Riproduci per intero l'estratto qui sotto sulla liturgia in latino, senza cambiare una sola parola o un segno.

> **ESTRATTO DEL TESTO**:
----------

DICEBAMUS HERI
la "Tunica stracciata" alla sbarra

di Tito Casini


Il «mio» cristianesimo

Ce la farò? Me lo chiedo leggendo su Testimonianze l'articolo che padre Balducci, già nostro comune amico, dedica alla mia Tunica: articolo che vede in me, tanto per cominciare, un traviato... Mi viene in mente, chissà come, una canzone della mia infanzia, nella quale si udivano queste accorate parole: «Quant'era meglio che non ti avessi amato! Sapevo il Credo e l'ho dimenticato... Sapevo le parole del Messale, ed ora non so più l'Avemaria...» E concludeva, il meschino: «Come farò a salvar l'anima mia?» È, visto alla rovescia, il mio caso, in quanto io rischio, o rischierei, la dannazione non per aver dimenticato ma per non aver voluto dimenticare, per essermi ostinato a ricordare, ad amare il Credo e il Messale, l'Avemaria di mia madre: per essere, come scriveva, di me, Giulio Schettini sullo Specchio, uno di quelli «che chiedono di poter ricevere l'estrema unzione nella stessa lingua in cui furono battezzati e furono uniti in matrimonio». Il mio traviamento è dovuto infatti alla liturgia, al mio amore per le ghiande latine che mi ostino a trovar più buone dei tortellini di Bologna. Ed è tale, tale mio amore, che invece di piegar la mia resistenza, di farmi pianger pentito, pianger mi fanno, quei tristi versi, al pensiero che tra non molto essi saranno veri per tutti: che, banditi da ogni preghiera, anche privata, anche individuale, come vogliono e insegnano i nuovi preti (ne ho visto, poco fa, in una nostra chiesa, uno che, venuto li per dir Messa e invitato dal parroco, mentre stava per cominciare, a dirla in latino, rispose che non se ne ricordava più e gli si dovè dare un messalino), l'Ave, Maria, il Pater, il Gloria, il Credo e l'Angelus e le Litanie e il De profundis) quali ce l'insegnò nostra Madre Chiesa e ripetemmo per secoli, saranno tutt'al più un ricordo, un vago ricordo di vecchi, che con essi morrà del tutto, salvo a teatro o in qualche disco di antiche musiche e i giovani chiederanno: «Cos'è?» Asciùgati gli occhi, Tito, e ascolta la predica.

----------

> **RIGHE DI DATI**:

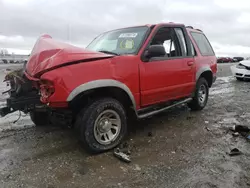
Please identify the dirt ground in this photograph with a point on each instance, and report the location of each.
(175, 149)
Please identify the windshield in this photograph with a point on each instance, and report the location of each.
(122, 41)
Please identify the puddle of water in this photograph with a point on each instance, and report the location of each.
(225, 79)
(216, 91)
(7, 122)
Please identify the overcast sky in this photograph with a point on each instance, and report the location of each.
(225, 22)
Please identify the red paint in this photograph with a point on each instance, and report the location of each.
(149, 83)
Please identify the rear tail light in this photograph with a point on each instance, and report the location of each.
(46, 89)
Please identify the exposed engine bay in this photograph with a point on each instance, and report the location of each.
(23, 95)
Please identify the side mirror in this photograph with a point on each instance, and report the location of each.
(155, 51)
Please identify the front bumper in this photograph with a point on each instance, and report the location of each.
(240, 73)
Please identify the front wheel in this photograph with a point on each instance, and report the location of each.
(201, 95)
(102, 125)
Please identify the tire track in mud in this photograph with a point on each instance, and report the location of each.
(229, 105)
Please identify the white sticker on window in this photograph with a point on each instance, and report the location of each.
(128, 35)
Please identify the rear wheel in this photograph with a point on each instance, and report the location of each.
(201, 95)
(39, 118)
(102, 125)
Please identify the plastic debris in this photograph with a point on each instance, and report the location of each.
(235, 152)
(241, 128)
(122, 156)
(150, 134)
(236, 134)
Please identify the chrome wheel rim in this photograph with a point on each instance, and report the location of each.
(107, 127)
(202, 94)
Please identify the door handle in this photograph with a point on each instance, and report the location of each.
(190, 63)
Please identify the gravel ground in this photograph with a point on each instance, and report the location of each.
(177, 148)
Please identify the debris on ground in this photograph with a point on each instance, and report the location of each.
(150, 134)
(235, 152)
(122, 156)
(207, 129)
(241, 128)
(236, 134)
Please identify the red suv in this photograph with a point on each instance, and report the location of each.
(136, 71)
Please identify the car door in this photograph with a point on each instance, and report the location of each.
(172, 76)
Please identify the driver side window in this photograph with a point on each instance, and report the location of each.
(168, 38)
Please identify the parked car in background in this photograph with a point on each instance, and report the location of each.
(239, 58)
(241, 71)
(235, 60)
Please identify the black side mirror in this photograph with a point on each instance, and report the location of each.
(155, 51)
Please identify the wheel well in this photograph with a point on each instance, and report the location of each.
(86, 97)
(208, 76)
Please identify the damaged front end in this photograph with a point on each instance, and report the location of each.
(23, 95)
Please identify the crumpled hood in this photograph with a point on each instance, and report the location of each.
(246, 63)
(49, 54)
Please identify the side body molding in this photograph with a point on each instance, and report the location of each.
(99, 84)
(201, 70)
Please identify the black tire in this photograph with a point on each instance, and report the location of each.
(40, 118)
(240, 79)
(86, 127)
(196, 104)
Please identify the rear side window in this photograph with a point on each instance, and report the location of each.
(203, 44)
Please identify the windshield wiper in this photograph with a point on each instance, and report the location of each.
(108, 52)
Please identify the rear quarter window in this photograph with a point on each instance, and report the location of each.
(203, 44)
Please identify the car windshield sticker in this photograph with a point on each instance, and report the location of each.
(128, 35)
(127, 44)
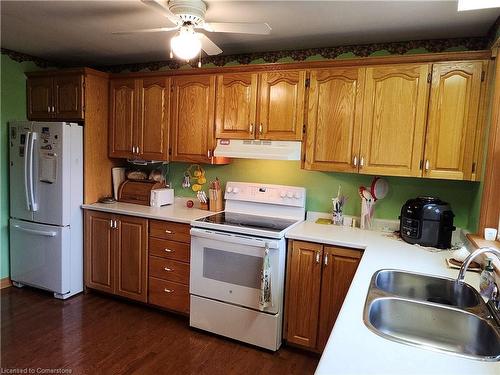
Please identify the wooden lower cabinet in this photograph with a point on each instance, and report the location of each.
(116, 254)
(169, 256)
(318, 278)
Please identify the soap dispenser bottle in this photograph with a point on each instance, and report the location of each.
(487, 281)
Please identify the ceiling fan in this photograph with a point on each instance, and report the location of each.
(189, 15)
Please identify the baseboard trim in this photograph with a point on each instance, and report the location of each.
(5, 282)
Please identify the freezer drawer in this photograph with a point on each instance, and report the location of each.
(40, 255)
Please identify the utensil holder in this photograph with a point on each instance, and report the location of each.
(215, 202)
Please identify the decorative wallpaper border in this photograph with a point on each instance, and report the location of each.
(22, 57)
(363, 50)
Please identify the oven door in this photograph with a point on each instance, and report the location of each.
(228, 267)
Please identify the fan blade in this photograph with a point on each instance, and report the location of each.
(240, 28)
(208, 46)
(157, 30)
(162, 7)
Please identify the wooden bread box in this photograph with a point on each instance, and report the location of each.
(138, 192)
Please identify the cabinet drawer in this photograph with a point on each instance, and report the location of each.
(170, 231)
(167, 269)
(170, 295)
(169, 249)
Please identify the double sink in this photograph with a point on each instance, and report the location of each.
(431, 312)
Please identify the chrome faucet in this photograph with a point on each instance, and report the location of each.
(471, 257)
(494, 302)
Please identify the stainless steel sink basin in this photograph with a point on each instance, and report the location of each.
(438, 327)
(433, 313)
(427, 288)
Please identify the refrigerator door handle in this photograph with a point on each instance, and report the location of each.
(33, 231)
(27, 163)
(33, 189)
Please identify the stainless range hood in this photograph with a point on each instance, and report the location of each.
(258, 149)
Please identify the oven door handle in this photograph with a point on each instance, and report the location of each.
(235, 238)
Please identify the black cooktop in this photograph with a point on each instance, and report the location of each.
(272, 224)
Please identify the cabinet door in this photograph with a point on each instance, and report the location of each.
(193, 106)
(334, 119)
(303, 293)
(282, 105)
(236, 106)
(152, 127)
(453, 117)
(339, 267)
(99, 251)
(40, 98)
(394, 118)
(68, 97)
(123, 116)
(131, 258)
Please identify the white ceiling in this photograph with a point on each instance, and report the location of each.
(80, 32)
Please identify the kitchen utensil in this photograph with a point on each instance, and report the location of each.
(379, 188)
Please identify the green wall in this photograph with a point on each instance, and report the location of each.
(12, 107)
(322, 186)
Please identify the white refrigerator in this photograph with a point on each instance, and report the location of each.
(46, 194)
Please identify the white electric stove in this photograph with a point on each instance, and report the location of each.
(227, 256)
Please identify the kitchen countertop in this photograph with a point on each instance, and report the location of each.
(177, 212)
(352, 348)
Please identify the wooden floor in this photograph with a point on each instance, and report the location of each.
(97, 334)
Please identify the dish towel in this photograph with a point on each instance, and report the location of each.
(265, 299)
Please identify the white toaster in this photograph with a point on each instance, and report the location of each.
(161, 197)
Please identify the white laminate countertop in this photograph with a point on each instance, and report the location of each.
(177, 212)
(352, 348)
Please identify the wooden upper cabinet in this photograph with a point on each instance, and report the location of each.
(192, 118)
(394, 119)
(334, 119)
(303, 293)
(131, 257)
(39, 98)
(68, 97)
(339, 267)
(56, 96)
(153, 117)
(236, 108)
(123, 117)
(453, 118)
(281, 108)
(99, 251)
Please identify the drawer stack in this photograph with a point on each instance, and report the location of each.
(169, 254)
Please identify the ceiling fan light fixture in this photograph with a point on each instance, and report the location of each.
(185, 45)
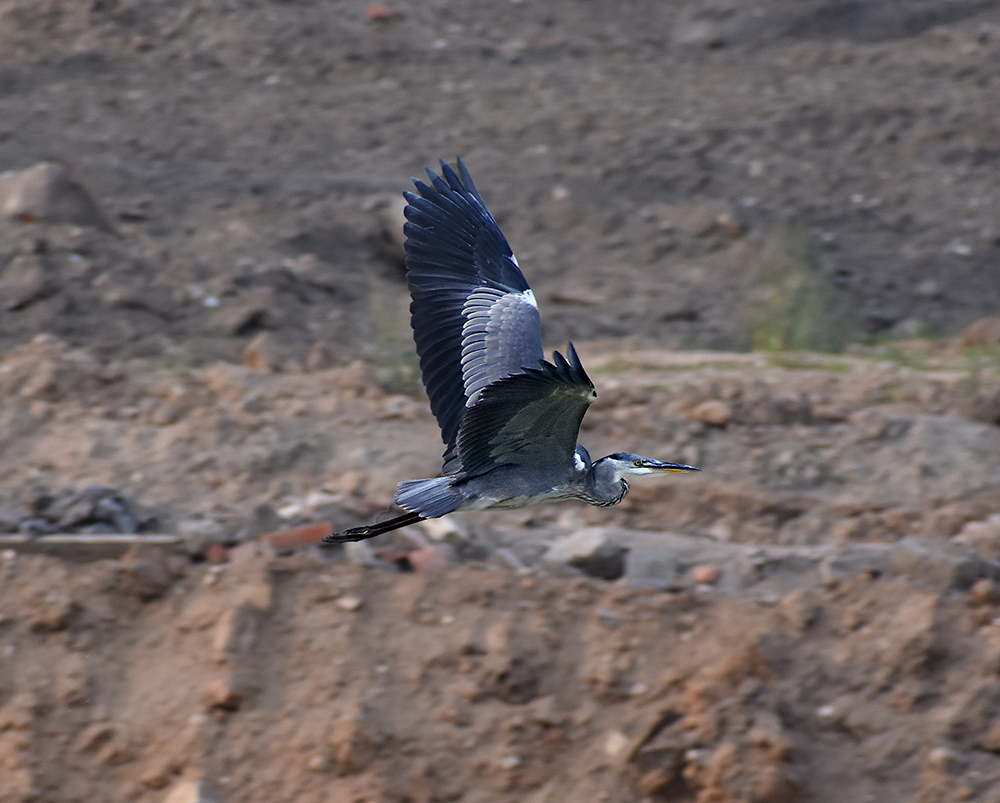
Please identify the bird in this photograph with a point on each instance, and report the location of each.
(509, 418)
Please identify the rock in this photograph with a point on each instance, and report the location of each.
(220, 694)
(262, 353)
(984, 333)
(54, 192)
(249, 312)
(284, 540)
(10, 519)
(590, 551)
(982, 536)
(940, 568)
(652, 568)
(25, 280)
(984, 592)
(985, 406)
(712, 411)
(97, 508)
(193, 792)
(147, 572)
(706, 574)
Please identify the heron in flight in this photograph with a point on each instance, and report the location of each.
(509, 418)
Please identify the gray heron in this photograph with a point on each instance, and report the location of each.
(509, 418)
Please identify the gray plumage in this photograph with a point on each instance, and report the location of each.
(509, 418)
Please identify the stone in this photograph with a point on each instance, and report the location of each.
(193, 792)
(51, 191)
(712, 411)
(940, 568)
(590, 551)
(984, 333)
(147, 572)
(25, 280)
(652, 568)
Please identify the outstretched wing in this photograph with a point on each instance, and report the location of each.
(474, 317)
(530, 418)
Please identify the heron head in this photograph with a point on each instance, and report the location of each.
(627, 464)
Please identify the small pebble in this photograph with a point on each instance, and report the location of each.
(349, 603)
(706, 574)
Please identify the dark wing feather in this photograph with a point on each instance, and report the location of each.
(474, 319)
(531, 418)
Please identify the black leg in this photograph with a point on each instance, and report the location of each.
(371, 530)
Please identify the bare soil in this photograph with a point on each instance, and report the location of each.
(815, 616)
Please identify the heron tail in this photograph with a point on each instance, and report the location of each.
(423, 499)
(371, 530)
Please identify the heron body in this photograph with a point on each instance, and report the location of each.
(509, 418)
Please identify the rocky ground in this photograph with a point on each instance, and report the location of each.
(204, 348)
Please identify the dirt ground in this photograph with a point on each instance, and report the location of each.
(218, 350)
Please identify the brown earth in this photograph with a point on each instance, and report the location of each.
(222, 347)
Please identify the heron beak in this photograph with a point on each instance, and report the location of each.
(659, 467)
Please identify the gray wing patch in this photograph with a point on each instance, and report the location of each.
(501, 336)
(528, 418)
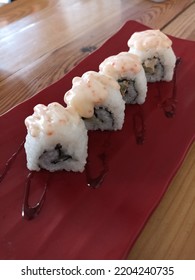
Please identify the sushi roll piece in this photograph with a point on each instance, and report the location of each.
(56, 139)
(155, 51)
(97, 100)
(127, 70)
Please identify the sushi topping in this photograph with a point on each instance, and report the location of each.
(102, 119)
(30, 212)
(55, 156)
(128, 90)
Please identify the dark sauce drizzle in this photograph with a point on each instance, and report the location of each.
(139, 128)
(31, 212)
(169, 105)
(10, 162)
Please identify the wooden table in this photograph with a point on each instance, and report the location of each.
(41, 40)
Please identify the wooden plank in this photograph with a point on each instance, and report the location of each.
(170, 232)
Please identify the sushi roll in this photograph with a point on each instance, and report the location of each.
(127, 70)
(56, 139)
(155, 51)
(97, 100)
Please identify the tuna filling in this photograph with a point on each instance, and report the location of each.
(128, 91)
(53, 157)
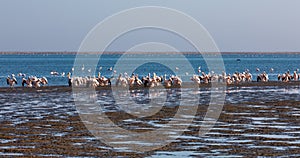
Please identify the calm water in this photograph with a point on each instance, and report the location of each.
(254, 121)
(43, 64)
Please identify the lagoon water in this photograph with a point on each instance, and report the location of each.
(254, 121)
(42, 64)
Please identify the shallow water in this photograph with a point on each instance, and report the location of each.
(42, 64)
(254, 121)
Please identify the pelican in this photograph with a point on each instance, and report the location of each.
(295, 76)
(11, 81)
(121, 81)
(43, 80)
(28, 82)
(263, 77)
(196, 79)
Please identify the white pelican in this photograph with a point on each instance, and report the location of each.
(27, 82)
(11, 81)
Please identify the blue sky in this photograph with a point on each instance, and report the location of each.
(235, 25)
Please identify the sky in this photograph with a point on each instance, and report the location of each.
(235, 25)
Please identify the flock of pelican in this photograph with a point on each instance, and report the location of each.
(153, 80)
(31, 81)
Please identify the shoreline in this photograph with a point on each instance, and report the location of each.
(119, 53)
(65, 88)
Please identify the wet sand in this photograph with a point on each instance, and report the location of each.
(253, 127)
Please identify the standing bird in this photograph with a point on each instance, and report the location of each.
(11, 81)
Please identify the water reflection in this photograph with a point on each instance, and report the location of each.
(254, 120)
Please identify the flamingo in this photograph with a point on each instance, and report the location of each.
(11, 81)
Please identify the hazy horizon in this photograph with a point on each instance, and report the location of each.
(236, 26)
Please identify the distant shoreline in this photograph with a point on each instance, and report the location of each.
(74, 53)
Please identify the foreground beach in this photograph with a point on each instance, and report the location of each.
(258, 119)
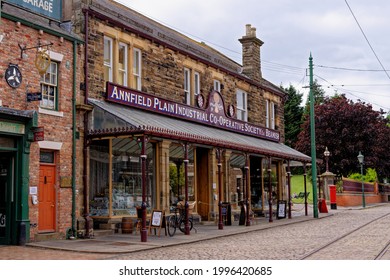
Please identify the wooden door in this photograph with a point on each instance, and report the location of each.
(203, 188)
(47, 198)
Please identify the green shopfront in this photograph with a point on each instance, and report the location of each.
(16, 134)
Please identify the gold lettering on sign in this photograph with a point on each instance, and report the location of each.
(42, 61)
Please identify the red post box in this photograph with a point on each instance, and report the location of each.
(322, 205)
(333, 197)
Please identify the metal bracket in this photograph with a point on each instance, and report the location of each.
(24, 48)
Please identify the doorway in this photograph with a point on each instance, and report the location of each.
(47, 198)
(203, 190)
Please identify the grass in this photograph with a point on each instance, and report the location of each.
(297, 186)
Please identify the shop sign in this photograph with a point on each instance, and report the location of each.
(11, 127)
(39, 134)
(213, 115)
(48, 8)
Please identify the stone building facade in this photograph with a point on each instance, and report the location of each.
(174, 119)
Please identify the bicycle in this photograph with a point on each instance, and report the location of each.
(177, 220)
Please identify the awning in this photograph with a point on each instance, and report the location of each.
(111, 119)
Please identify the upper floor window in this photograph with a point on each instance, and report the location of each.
(137, 69)
(108, 65)
(49, 87)
(217, 85)
(242, 111)
(196, 83)
(187, 86)
(270, 114)
(122, 64)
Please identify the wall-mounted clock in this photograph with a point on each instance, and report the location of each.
(13, 76)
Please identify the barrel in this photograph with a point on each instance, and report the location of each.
(127, 225)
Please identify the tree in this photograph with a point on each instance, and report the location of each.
(318, 95)
(293, 115)
(346, 128)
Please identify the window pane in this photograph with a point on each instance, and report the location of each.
(49, 87)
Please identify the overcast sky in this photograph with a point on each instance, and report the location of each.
(349, 39)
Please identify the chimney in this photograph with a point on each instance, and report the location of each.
(251, 54)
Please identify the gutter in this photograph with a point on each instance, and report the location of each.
(85, 143)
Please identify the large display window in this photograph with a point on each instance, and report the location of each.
(119, 192)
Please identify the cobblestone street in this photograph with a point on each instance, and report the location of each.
(292, 242)
(289, 241)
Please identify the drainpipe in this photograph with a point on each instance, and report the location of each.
(85, 149)
(74, 143)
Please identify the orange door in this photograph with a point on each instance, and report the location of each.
(46, 195)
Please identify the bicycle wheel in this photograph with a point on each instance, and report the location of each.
(171, 225)
(183, 224)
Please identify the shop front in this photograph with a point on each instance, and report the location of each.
(149, 153)
(16, 135)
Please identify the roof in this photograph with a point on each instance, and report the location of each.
(113, 120)
(36, 21)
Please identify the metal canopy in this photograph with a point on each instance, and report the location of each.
(111, 119)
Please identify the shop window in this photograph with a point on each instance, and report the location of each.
(137, 69)
(242, 110)
(237, 181)
(270, 181)
(122, 64)
(49, 87)
(256, 185)
(108, 65)
(125, 189)
(177, 174)
(217, 85)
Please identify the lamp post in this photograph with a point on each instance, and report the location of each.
(327, 154)
(361, 161)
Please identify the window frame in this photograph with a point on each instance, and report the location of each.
(52, 83)
(187, 85)
(242, 111)
(137, 69)
(108, 64)
(196, 83)
(270, 114)
(123, 72)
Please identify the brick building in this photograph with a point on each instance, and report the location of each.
(39, 62)
(174, 119)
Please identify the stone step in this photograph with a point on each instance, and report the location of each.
(46, 236)
(103, 232)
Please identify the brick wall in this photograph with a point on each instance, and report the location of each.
(56, 128)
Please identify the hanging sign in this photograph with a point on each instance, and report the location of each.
(34, 96)
(39, 134)
(48, 8)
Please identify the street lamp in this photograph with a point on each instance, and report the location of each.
(327, 154)
(361, 161)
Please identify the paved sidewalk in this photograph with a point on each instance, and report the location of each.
(126, 243)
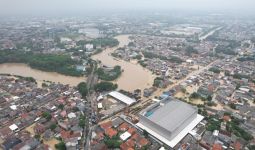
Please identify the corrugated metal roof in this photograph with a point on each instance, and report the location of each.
(172, 114)
(125, 99)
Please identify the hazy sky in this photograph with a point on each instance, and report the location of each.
(16, 7)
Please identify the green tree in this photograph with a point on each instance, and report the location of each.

----------

> **RISPOSTA SCRITTA**:
DICEBAMUS HERI
la "Tunica stracciata" alla sbarra

di Tito Casini


Il «mio» cristianesimo

Ce la farò? Me lo chiedo leggendo su Testimonianze l'articolo che padre Balducci, già nostro comune amico, dedica alla mia Tunica: articolo che vede in me, tanto per cominciare, un traviato... Mi viene in mente, chissà come, una canzone della mia infanzia, nella quale si udivano queste accorate parole: «Quant'era meglio che non ti avessi amato! Sapevo il Credo e l'ho dimenticato... Sapevo le parole del Messale, ed ora non so più l'Avemaria...» E concludeva, il meschino: «Come farò a salvar l'anima mia?» È, visto alla rovescia, il mio caso, in quanto io rischio, o rischierei, la dannazione non per aver dimenticato ma per non aver voluto dimenticare, per essermi ostinato a ricordare, ad amare il Credo e il Messale, l'Avemaria di mia madre: per essere, come scriveva, di me, Giulio Schettini sullo Specchio, uno di quelli «che chiedono di poter ricevere l'estrema unzione nella stessa lingua in cui furono battezzati e furono uniti in matrimonio». Il mio traviamento è dovuto infatti alla liturgia, al mio amore per le ghiande latine che mi ostino a trovar più buone dei tortellini di Bologna. Ed è tale, tale mio amore, che invece di piegar la mia resistenza, di farmi pianger pentito, pianger mi fanno, quei tristi versi, al pensiero che tra non molto essi saranno veri per tutti: che, banditi da ogni preghiera, anche privata, anche individuale, come vogliono e insegnano i nuovi preti (ne ho visto, poco fa, in una nostra chiesa, uno che, venuto li per dir Messa e invitato dal parroco, mentre stava per cominciare, a dirla in latino, rispose che non se ne ricordava più e gli si dovè dare un messalino), l'Ave, Maria, il Pater, il Gloria, il Credo e l'Angelus e le Litanie e il De profundis) quali ce l'insegnò nostra Madre Chiesa e ripetemmo per secoli, saranno tutt'al più un ricordo, un vago ricordo di vecchi, che con essi morrà del tutto, salvo a teatro o in qualche disco di antiche musiche e i giovani chiederanno: «Cos'è?» Asciùgati gli occhi, Tito, e ascolta la predica.